Supplied material below:

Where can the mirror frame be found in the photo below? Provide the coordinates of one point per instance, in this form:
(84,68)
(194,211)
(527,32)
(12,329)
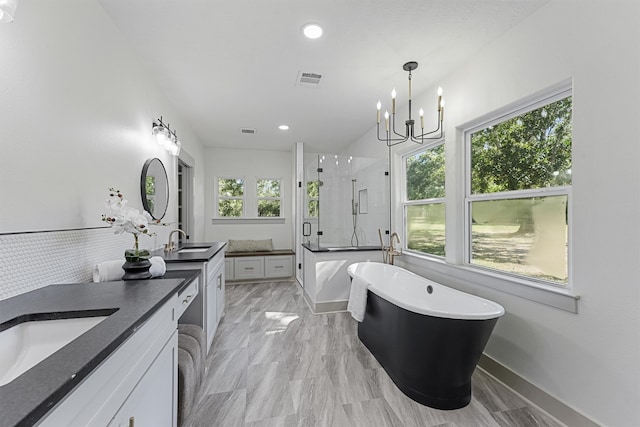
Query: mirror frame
(143,188)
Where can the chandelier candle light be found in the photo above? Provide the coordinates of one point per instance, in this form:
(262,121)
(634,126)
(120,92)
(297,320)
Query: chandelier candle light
(392,137)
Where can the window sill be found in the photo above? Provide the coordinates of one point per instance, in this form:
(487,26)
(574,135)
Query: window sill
(263,220)
(471,277)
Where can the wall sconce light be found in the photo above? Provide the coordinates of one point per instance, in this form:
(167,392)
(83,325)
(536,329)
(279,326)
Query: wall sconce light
(7,10)
(165,136)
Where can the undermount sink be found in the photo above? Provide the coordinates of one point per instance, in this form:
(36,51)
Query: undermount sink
(191,250)
(27,344)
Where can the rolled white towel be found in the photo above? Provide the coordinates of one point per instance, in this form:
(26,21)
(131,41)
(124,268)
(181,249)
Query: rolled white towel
(108,271)
(158,266)
(357,304)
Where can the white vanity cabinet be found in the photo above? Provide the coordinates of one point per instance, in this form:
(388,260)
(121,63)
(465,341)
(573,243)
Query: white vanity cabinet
(277,264)
(208,305)
(215,296)
(138,381)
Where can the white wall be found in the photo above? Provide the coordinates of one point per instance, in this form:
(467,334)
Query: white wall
(76,110)
(588,360)
(249,164)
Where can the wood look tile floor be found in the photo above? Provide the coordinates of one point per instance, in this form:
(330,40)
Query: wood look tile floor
(274,363)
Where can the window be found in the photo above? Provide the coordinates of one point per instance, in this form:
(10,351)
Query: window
(518,188)
(424,206)
(313,199)
(230,197)
(268,197)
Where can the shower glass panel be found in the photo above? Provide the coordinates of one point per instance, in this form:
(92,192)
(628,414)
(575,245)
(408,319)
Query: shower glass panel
(346,199)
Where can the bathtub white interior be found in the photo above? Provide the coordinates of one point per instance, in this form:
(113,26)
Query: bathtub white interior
(409,291)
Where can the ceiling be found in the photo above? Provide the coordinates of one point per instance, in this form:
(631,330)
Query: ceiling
(227,65)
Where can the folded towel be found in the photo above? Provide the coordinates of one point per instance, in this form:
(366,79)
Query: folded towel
(186,385)
(158,266)
(358,298)
(108,271)
(190,344)
(196,332)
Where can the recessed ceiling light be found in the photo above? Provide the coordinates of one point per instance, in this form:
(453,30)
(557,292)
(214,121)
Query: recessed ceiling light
(312,31)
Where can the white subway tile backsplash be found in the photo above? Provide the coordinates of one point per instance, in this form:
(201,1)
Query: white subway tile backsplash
(30,261)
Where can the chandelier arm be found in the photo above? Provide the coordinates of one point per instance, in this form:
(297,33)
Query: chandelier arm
(393,122)
(439,128)
(424,138)
(402,139)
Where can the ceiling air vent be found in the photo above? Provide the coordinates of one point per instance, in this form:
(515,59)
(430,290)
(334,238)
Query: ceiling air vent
(308,79)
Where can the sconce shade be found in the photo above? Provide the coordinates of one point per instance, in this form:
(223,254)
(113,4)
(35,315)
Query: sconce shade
(7,10)
(165,136)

End of Supplied material.

Task directions: Copy every record exactly, leaving the pictures out.

Output:
Where can the mirror frame be found in the photo below? Provide the coordinates of one point per instance, in this form:
(84,68)
(194,211)
(527,32)
(12,329)
Query: mirror frame
(143,188)
Where can the chandelier candle light be found in the photo above? Provide the coordinates of one point per instance, in this form:
(262,121)
(634,126)
(120,92)
(297,320)
Query: chandelier candle light
(392,137)
Where can the window sill be found in the photo above? Provide the coordinates of one point per instance, in this form:
(487,26)
(574,135)
Query: window sill
(263,220)
(471,277)
Where can the wall sconce light be found in the photo above? Provide the coordinates of one point per instance, in this form:
(167,392)
(83,325)
(536,329)
(279,326)
Query: wall sconce light
(7,10)
(165,136)
Where can the undermount sink be found in the photo above? Provide the coordinates of one point per instance, in this form:
(36,51)
Query: undermount sink
(191,250)
(27,344)
Where can the rolled white towel be found in the photo above? Provide the coordinates of one point per instance, in this form:
(26,21)
(131,41)
(124,268)
(181,249)
Query: rolled white towel
(108,271)
(158,266)
(357,304)
Where can the white vanity cabinet be found in the photo above? Provide the coordinates of one point per instance, in this form:
(388,260)
(121,63)
(465,341)
(573,243)
Query: white vanity cabinet
(277,264)
(208,305)
(215,296)
(138,381)
Where can the white wall be found in the photo above? Provide the coordinates of one point per instance, in this form:
(467,334)
Query: white wall
(76,110)
(588,360)
(249,164)
Where can the wood look tile floor be found in the photo above? Provide the coordinates of one point per instance, in this form:
(330,40)
Query: wood look tile floor
(274,363)
Where can the window be found in the photo above? Provide the coordinates of one point per instance, in this form:
(10,351)
Query: window
(518,188)
(424,206)
(313,199)
(230,197)
(268,197)
Where can the shower glass panel be found in the photo above? Provide the coordinates of one point per instance, in this form:
(92,192)
(628,414)
(575,245)
(408,319)
Query: shower glass panel
(346,199)
Where can the bathtub white interior be found in the photo above? Provide the coordinates of one point per instance, in this form:
(113,26)
Query: bathtub white interior
(409,291)
Where can the ceiling be found in the photo above? Provide the coordinates of one point per instance, in this form:
(631,330)
Query: ceiling
(227,65)
Where can the folded towel be found in the photo above? Provide the coordinates of one point per instance, in this form:
(366,79)
Query: folded towel
(186,385)
(158,266)
(358,298)
(108,271)
(190,344)
(196,332)
Where can the recessed ceiling light be found in the photo above? Provide the coordinates of one point per instance, in this form:
(453,30)
(557,292)
(214,121)
Query: recessed ceiling light
(312,31)
Where can the white subway tile backsplash be found in the photo above? Provide the coordinates of one point per instance, in this form:
(201,1)
Query: white subway tile backsplash
(30,261)
Where can the chandelier arm be found in the photo above? Provide the coordinates of one point per instance, in this form:
(297,33)
Query: chandelier arm
(393,122)
(439,128)
(424,138)
(402,139)
Where can the ceiling air vent be found in the photo above? Provide the coordinates of one point per instance, in this form:
(515,59)
(430,290)
(334,238)
Query: ceiling air vent
(308,79)
Where can the sconce shade be found in the photo above? Provide the coordinates of one point per instance, in this form:
(223,254)
(113,4)
(35,315)
Query: sconce shade
(7,10)
(165,136)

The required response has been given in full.